Excerpts from point annotation data
^^^^^^^^

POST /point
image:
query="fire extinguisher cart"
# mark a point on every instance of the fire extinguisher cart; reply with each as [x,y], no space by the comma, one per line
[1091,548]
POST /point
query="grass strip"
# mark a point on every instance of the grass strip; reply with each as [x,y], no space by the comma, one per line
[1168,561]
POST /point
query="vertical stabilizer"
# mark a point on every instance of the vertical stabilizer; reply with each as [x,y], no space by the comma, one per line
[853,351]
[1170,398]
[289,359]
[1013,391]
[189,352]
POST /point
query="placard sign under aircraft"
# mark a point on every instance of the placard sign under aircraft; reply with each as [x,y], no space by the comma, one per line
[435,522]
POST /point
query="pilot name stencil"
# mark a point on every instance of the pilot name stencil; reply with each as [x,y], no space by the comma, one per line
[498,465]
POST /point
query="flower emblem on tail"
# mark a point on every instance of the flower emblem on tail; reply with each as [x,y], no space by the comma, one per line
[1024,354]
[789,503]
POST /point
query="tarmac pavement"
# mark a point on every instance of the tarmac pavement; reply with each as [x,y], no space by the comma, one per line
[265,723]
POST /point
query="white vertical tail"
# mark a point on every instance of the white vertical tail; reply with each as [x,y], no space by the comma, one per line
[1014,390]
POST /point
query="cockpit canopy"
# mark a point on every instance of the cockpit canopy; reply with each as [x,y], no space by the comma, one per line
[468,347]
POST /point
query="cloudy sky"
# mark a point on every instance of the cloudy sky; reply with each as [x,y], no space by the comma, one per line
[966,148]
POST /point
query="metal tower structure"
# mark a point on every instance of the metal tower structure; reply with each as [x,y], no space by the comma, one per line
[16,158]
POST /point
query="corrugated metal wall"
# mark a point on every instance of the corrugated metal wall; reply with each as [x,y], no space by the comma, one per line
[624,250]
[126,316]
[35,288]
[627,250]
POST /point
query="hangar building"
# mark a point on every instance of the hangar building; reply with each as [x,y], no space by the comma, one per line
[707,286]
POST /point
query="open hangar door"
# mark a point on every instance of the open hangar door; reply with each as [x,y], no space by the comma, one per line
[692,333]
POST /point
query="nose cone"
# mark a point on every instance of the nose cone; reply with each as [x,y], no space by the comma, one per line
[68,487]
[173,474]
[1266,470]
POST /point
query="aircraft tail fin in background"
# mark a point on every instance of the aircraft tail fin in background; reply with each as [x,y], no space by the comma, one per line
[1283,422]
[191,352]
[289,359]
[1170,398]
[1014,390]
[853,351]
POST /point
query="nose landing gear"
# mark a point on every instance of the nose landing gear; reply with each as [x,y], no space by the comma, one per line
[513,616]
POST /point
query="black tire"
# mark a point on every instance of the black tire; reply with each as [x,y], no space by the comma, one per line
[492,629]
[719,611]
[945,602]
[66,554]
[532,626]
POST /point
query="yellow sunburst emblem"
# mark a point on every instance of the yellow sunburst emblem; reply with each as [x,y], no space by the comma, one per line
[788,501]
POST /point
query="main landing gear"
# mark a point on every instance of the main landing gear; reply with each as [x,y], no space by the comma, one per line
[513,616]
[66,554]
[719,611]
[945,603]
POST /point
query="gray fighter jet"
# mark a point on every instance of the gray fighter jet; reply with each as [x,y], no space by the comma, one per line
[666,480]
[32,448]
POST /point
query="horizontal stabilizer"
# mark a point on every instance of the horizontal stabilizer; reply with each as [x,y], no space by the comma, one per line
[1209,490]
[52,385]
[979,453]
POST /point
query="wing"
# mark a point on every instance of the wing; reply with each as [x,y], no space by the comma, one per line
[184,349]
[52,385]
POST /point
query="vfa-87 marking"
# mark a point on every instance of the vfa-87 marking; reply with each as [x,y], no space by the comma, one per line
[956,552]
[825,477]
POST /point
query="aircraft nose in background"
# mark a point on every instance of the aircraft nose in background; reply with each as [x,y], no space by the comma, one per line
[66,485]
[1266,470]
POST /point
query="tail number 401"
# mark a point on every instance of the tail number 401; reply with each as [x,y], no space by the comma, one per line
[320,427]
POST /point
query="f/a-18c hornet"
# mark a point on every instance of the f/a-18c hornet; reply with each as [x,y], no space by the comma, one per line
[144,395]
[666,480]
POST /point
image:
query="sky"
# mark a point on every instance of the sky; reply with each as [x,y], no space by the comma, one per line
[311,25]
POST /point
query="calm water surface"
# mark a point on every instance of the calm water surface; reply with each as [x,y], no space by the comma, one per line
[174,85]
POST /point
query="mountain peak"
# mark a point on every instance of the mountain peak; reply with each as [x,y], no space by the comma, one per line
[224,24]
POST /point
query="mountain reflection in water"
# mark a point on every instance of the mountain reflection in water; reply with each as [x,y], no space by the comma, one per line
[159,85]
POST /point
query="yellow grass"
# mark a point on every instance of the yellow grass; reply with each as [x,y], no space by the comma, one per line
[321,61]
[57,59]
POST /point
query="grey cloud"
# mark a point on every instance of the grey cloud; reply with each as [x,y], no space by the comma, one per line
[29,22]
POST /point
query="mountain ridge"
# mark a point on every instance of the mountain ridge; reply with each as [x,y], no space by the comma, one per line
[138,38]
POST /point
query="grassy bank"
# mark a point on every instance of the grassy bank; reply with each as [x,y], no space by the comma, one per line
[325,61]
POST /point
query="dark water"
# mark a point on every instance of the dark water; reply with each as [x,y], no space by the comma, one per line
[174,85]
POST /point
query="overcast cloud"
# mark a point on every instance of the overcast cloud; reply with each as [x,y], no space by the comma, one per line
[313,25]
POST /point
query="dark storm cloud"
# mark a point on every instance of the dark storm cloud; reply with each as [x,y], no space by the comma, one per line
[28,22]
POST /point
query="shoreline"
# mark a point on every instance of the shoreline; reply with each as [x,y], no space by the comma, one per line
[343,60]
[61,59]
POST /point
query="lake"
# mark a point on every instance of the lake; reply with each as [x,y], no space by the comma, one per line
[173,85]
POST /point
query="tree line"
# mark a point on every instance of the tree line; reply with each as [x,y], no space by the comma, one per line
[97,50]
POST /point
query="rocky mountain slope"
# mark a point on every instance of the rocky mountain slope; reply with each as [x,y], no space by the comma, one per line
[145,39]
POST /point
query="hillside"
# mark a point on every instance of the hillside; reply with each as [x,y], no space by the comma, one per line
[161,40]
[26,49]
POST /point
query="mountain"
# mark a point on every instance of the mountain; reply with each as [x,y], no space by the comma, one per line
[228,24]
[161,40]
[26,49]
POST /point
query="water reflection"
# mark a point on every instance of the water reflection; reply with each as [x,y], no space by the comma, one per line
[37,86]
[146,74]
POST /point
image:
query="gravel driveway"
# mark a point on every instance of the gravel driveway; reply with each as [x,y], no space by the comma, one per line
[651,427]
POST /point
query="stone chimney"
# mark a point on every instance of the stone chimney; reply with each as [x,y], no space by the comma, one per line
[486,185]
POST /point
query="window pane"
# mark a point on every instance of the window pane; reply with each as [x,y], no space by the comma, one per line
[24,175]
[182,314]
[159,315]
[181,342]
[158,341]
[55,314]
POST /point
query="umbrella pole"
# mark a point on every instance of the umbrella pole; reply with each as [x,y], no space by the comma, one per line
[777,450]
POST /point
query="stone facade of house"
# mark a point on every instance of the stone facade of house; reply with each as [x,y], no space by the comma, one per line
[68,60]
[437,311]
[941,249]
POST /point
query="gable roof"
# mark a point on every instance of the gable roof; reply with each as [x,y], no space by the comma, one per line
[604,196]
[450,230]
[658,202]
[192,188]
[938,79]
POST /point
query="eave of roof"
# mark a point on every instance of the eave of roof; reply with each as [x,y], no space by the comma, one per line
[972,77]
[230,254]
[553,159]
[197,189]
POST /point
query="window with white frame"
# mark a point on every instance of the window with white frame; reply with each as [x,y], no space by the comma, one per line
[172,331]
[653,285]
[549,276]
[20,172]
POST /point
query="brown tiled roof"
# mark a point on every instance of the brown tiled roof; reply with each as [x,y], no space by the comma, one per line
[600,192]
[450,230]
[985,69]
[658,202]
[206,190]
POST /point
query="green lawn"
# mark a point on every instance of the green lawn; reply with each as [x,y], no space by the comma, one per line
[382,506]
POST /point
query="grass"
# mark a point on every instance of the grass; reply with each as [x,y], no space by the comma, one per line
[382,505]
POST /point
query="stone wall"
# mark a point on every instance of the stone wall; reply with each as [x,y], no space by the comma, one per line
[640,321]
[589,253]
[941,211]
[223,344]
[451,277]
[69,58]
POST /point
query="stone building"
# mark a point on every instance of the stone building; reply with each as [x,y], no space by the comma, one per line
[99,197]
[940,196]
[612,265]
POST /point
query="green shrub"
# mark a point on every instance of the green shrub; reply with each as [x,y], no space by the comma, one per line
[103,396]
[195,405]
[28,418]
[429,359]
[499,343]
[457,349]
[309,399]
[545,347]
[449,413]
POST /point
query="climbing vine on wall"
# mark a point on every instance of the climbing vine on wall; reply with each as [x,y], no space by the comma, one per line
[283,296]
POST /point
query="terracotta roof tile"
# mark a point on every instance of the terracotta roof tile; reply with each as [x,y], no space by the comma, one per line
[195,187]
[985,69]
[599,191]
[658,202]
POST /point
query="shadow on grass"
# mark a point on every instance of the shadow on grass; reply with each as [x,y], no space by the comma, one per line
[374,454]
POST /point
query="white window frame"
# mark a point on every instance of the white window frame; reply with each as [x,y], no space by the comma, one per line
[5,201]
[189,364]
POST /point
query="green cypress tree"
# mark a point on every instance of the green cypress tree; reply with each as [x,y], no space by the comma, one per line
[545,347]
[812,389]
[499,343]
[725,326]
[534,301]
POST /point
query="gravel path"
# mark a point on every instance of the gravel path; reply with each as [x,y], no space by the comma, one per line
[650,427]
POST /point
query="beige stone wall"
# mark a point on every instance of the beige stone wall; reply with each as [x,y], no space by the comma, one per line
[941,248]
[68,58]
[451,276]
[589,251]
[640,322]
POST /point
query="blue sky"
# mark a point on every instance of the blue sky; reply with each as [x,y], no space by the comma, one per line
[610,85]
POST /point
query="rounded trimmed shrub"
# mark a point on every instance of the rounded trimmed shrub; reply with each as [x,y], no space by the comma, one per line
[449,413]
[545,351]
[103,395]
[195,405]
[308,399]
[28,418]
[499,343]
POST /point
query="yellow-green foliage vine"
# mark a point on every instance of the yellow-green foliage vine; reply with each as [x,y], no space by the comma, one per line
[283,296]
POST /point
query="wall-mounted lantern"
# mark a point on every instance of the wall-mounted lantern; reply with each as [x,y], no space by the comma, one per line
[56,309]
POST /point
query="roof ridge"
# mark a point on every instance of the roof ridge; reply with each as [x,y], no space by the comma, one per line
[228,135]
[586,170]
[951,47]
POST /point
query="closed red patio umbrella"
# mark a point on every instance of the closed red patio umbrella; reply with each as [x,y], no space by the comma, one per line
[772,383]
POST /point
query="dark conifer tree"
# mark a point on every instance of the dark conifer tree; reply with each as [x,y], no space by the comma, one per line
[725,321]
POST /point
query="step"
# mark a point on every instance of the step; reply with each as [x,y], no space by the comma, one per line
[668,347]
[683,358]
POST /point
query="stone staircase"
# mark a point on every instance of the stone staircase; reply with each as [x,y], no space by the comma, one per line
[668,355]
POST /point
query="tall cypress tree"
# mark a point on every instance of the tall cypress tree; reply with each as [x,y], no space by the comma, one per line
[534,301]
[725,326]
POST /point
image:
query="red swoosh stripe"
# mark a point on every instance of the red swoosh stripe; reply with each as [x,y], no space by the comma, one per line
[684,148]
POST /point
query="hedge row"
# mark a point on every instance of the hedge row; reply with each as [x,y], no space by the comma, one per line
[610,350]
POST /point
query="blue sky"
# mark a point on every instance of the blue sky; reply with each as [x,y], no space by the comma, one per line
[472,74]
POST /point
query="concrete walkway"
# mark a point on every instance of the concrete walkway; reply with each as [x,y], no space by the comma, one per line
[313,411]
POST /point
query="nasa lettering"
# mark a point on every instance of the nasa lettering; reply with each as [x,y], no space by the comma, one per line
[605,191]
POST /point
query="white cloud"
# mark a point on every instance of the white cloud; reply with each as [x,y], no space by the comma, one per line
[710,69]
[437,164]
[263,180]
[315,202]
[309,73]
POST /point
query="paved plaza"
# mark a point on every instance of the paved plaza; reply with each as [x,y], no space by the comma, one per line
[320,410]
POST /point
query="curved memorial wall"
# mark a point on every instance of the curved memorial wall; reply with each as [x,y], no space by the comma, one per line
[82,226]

^^^^^^^^

→ **Stated exercise**: Select every line of the entries above that holds the string "nasa", matching case exactly, and copy each one.

→ **Written reply**:
query="nasa lettering"
# mark a point on every instance of the nasa lettering; reply with each as [x,y], no space by the comma, one per line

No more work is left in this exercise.